§ **Source passage**:

======

Flaherty Fiscal Flounderings. Orland Park variety. Best headline from there so far, "Should village ‘act as a bank’, Gorman asks at meeting on luxury apartment project"

Why not?   Suits me just fine.

Flaherty, pictured above, giving a hand-waving Orland Park presentation on why municipalities bankrolling his adventures is peachy and reassuring and how it may best be. He did the same hand-waving thing in Ramsey, (with the Coburn guy at the same HRA work session saying, in essence, "Back Flaherty"). The photo crops off at his right hand, not showing the uber-expensive looking wrist watch he waved around while in Ramsey. It caught my eye. Yes, dress for success is great but I'd have been more impressed if he had hocked the watch and put the proceeds into his Ramsey adventure, thus showing a personal trust in his own big-time risk offering.

Headline from here. Photo from here.

At both Orland Park and Ramsey, he performed his act without a dog. Without a pony. However, look at the Orland Park crowd, use your skills at body language, and decide whether animal props might have helped:


Not selling the product, Dave. Is it the pitch, or the product at fault? Some say a good product sells itself. Finance my profit-seeking private sector risk with town cash, that's not much of a product to sell itself, is it, except to village idiots (and on-commission consultants)?

The two stories presently online concerning Flaherty Fiscal affairs in Orland Park which were not already linked to in earlier Crabgrass posts, are here and here.

The first story (source of the photos) shows those Orland Park politicians already have spent a bundle on their Ramsey Town Center analog, to such an extent it makes the wasteful purchase from foreclosure by Ramsey of the distressed Town Center land smell like roses. Comparatively. But only comparatively. In each instance opening profligate town politicians' spending was a prelude to much worse, more of the same.

The second new reporting item begins:

After a couple of weeks of listening to some negative reaction from the public, the Village of Orland Park board of trustees will vote Monday on loaning developers of the Ninety 7 Fifty On The Park luxury apartment complex $62 million of the $63 million project.

This complex is part of the Main Street Downtown Orland Park project that already had some residents upset because it caused the closing of some popular businesses in the soon-to-be-torn down Orland Plaza.

This vote was originally going to take place at the Sept. 6 meeting but the village held an informational open house Aug. 29, where and several angry residents bombarded Mayor Dan McLaughlin with questions and criticisms. He delayed the vote and allowed citizens to speak at the Sept. 6 meeting, where many took issue with the project.

The main concern is that the village is funding too much of this project while Indianpolis-based builder Flaherty & Collins is putting up $1 million plus another $1 in fees. In August, Village Manager Paul Grimes said this shouldn’t have an impact on taxpayers.

======

§ **Data section**:
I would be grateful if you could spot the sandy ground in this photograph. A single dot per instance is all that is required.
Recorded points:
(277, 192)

======

§ **Directive**: Please decide whether each of the following statements agrees with the post on Flaherty in Orland Park, answering yes or no and quoting the words that decide it. (a) The Orland Park board was set to vote on lending the apartment developers $62 million of a $63 million project. (b) The village held its informational open house on Sept. 6. (c) Flaherty used a dog in his presentation at Orland Park.

§ **Solution to this exercise**:
(a) Yes: "loaning developers of the Ninety 7 Fifty On The Park luxury apartment complex $62 million of the $63 million project"
(b) No: "the village held an informational open house Aug. 29"
(c) No: "he performed his act without a dog"